▸ **Written request**
Copy out the records below, swapping "instance" for "object" wherever it occurs and changing nothing else.
___ Material for this exercise
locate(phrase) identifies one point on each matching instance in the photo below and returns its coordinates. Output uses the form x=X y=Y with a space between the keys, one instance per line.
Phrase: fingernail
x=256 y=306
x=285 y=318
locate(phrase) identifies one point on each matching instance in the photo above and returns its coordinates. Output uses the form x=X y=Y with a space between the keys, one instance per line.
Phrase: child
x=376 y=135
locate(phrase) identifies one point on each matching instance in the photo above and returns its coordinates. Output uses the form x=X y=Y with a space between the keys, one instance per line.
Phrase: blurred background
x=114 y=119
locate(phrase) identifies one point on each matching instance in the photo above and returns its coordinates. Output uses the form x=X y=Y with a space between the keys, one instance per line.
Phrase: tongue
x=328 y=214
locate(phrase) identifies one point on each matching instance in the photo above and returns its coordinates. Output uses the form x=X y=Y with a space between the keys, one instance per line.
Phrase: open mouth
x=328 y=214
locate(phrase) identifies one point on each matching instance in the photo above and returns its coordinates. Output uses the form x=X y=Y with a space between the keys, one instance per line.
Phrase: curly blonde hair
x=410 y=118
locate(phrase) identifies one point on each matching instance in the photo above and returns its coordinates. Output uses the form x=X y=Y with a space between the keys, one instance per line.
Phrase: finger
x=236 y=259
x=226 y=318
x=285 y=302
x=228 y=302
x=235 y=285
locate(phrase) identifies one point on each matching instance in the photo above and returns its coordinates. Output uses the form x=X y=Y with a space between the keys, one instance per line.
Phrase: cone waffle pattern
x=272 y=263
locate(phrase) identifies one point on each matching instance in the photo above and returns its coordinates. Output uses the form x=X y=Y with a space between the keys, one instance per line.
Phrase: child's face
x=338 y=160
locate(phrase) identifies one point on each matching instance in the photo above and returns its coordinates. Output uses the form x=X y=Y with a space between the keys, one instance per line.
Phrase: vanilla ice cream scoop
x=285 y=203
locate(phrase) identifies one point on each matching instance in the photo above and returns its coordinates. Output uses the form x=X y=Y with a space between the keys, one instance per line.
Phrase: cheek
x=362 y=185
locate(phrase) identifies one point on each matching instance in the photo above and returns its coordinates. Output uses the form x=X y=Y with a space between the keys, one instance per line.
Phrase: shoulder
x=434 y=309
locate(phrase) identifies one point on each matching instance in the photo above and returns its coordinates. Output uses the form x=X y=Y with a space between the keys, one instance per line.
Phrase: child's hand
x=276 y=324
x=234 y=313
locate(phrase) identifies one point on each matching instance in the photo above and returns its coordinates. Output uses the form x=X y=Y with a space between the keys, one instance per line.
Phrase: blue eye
______
▸ **Final result**
locate(phrase) identifies one point on each matching object in the photo below and returns its coordinates. Output uses the form x=X y=Y with a space between the keys, one object per line.
Phrase: fingernail
x=256 y=306
x=285 y=318
locate(phrase) identifies one point on each matching object in the photo above and returns its coordinates. Output uses the form x=X y=Y with a space between the keys, one object per line.
Phrase: child
x=376 y=135
locate(phrase) identifies one point on each matching object in the photo above and returns its coordinates. Output uses the form x=X y=Y with a space between the keys, one object per line.
Phrase: blurred background
x=114 y=119
locate(phrase) identifies one point on each matching object in the photo above and returns its coordinates. Output uses the form x=X y=Y with a space between the keys, one object per line.
Phrase: tongue
x=328 y=214
locate(phrase) identifies one point on each matching object in the photo above and returns its coordinates. Output uses the form x=X y=Y with a space between the keys, one object per line.
Phrase: open mouth
x=328 y=214
locate(phrase) identifies one point on each matching object in the photo above and returns its coordinates. Output uses the form x=X y=Y with a space between the keys, one object per line.
Phrase: curly blonde hair
x=410 y=118
locate(phrase) identifies one point on each matching object in the photo above and returns its coordinates. Output uses the form x=X y=Y with a space between the keys, one object per line.
Phrase: finger
x=236 y=259
x=226 y=318
x=285 y=302
x=228 y=302
x=235 y=285
locate(phrase) identifies one point on each matching object in the photo above and returns its coordinates. Output uses the form x=X y=Y with a space between the keys, one object per line.
Phrase: cone waffle pattern
x=272 y=263
locate(phrase) identifies one point on each matching object in the photo above and returns its coordinates. Output uses the form x=X y=Y with a space between the keys, one object per line.
Phrase: child's face
x=338 y=160
locate(phrase) identifies one point on each matching object in the photo above and returns its coordinates. Output uses the form x=X y=Y with a space between the keys, one object per line.
Phrase: vanilla ice cream scoop
x=285 y=203
locate(phrase) identifies one point on each matching object in the photo above and returns its coordinates. Output uses the form x=X y=Y with a space between the keys, one object per line.
Phrase: cheek
x=362 y=185
locate(phrase) identifies one point on each matching object in the photo above and returns its coordinates. Output uses the form x=X y=Y with a space between the keys, one object per line.
Phrase: shoulder
x=434 y=309
locate(phrase) identifies one point on each matching object in the photo above and returns its coordinates. Output uses the form x=X y=Y with a space between the keys, one object per line.
Phrase: child's hand
x=276 y=324
x=234 y=313
locate(phrase) identifies one point on each matching object in the photo above and returns its coordinates. Output uses the form x=X y=Y with a space between the keys, one object per line.
Phrase: blue eye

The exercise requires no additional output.